**Exercise details**.
Rewrite the passage on Ravelstein, Chick, and Vela, starting with "If it was hard" and going on through "conception of thanatos.", with "cold and controlling" swapped out for "cold and domineering".

**Document passage**.
Ravelstein knew the danger of letting Grielescu use this superficial civility as a shield against the political implications of his ideas and allegiances. The Iron Guard “hung people alive on meat hooks in the slaughterhouse and butchered them—skinned them alive” (124). Grielescu himself was a “Jew-hater” who had written of the “Jew-syphilis” that infected the Balkans (126). Ravelstein showed Chick that one must take people's ideas seriously. Inhuman ideas lead to inhuman politics. Civility and learning do not give one a free pass, even for crimes committed by others or in the distant past. Chick was reluctant to accept Ravelstein's hard-edged judgment, but in the end he admitted that Ravelstein had turned out to be right about Grielescu.
Why was Vela attracted to Grielescu? No doubt she liked his courtly attentions and his concern for appearances. But it was his study of mysticism that may have been most attractive to this woman of science. If the reality of the world is chaos, then order can only be found in the creation of myth. Mysticism and scientific omnipotence are not, as often assumed, the major antagonists of the modern world. They are in fact the strange bedfellows that make totalitarianism possible. Myth was used to demonize the Jews and, combined with the promise of the science of genetics and the scientific efficiency of the gas chambers, was the very essence of Nazism.
If it was hard for Ravelstein to convince Chick of Grielescu's connection to the Nazis, it was even harder for him to convince Chick of Vela's association with the greatest dangers of the modern project. Vela was explicitly apolitical, but her lifeless world was closely akin to the deadly spirit of totalitarianism. She was cold and controlling, and she would never recognize Grielescu's evil because she lacked any integrity of her own that would offer a perspective from which to judge. Vela would almost remind one of Aristophanes' myth, but she was driven not by Platonic eros but by something closer to Freud's conception of thanatos.
Ravelstein helps Chick to see the connection between Chick's lack of vitality and his attraction to Vela. Vela does not complete Chick. She does not satisfy his longing so much as she threatens to destroy his capacity for longing. She cannot provide a sense of wholeness for his life because she is incapable of comprehending the full range of human experience. She is incapable of comprehending either love or friendship. That is why she accuses Chick of having an affair with Ravelstein. She is like the whore in Celine's story who reduces all human relationship to physical gratification.
Ravelstein tries to explain this to Chick intellectually, but ultimately it is the revelation of Vela's infidelity that makes the greatest impression on Chick. It is then that Chick sees that Vela was never capable of any genuine connection with him or any other human being. Even so, he is still incapable of action. It is Vela who leaves him.
Although Chick was not able to leave Vela, by coming to understand his dissatisfaction with her he prepared himself for a new relationship. Vela was replaced not by Ravelstein but by Rosamund. Rosamund is the key to understanding the relationship between Ravelstein and Chick. She shows Ravelstein's effect on Chick as well as the fundamental differences between the two. Rosamund was Ravelstein's student and admirer, but she was not a mere stand-in for Ravelstein. Rosamund, like Ravelstein, could explain to Chick the debt Machiavelli owed to Livy, but more important, Chick says, “there was nothing I could say to this woman that she wouldn't understand” (151). This is much the same way that Ravelstein describes his friendship with Chick. Chick reports: “[Ravelstein] said he was more than content that I could follow perfectly well everything that was said” (94).

**Supplied data**.
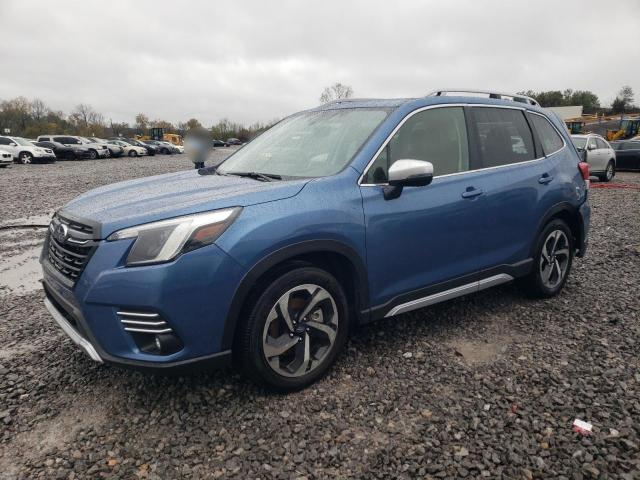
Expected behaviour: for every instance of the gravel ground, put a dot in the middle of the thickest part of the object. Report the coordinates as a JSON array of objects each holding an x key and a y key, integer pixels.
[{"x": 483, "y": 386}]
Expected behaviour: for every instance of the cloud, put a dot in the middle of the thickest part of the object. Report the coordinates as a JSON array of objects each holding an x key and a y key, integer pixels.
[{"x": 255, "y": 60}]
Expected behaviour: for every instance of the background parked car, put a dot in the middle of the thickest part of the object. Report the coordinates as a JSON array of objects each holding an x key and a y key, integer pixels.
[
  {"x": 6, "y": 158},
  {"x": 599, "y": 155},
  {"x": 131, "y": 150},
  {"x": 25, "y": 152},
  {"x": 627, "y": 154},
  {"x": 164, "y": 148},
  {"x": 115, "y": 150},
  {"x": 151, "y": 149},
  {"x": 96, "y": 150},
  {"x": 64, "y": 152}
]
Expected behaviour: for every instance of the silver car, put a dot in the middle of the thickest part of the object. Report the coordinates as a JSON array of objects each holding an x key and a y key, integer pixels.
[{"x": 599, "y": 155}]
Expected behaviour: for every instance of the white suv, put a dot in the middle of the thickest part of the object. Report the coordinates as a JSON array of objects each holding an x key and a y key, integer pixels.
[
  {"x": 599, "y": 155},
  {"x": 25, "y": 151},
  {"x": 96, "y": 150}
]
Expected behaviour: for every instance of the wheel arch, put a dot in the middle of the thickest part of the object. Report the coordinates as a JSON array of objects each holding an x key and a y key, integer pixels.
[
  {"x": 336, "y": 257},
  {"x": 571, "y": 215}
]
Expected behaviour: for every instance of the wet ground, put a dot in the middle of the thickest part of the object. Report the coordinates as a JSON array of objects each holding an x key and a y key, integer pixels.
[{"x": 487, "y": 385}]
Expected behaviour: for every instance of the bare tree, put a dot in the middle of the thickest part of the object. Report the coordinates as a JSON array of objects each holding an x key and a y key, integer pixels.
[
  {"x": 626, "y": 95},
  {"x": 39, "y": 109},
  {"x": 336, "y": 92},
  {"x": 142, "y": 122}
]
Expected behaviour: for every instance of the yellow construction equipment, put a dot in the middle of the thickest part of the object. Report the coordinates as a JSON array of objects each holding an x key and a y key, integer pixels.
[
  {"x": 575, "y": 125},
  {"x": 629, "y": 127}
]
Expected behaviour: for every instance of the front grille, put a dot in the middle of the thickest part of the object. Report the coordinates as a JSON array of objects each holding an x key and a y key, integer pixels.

**Response for this exercise**.
If it was hard for Ravelstein to convince Chick of Grielescu's connection to the Nazis, it was even harder for him to convince Chick of Vela's association with the greatest dangers of the modern project. Vela was explicitly apolitical, but her lifeless world was closely akin to the deadly spirit of totalitarianism. She was cold and domineering, and she would never recognize Grielescu's evil because she lacked any integrity of her own that would offer a perspective from which to judge. Vela would almost remind one of Aristophanes' myth, but she was driven not by Platonic eros but by something closer to Freud's conception of thanatos.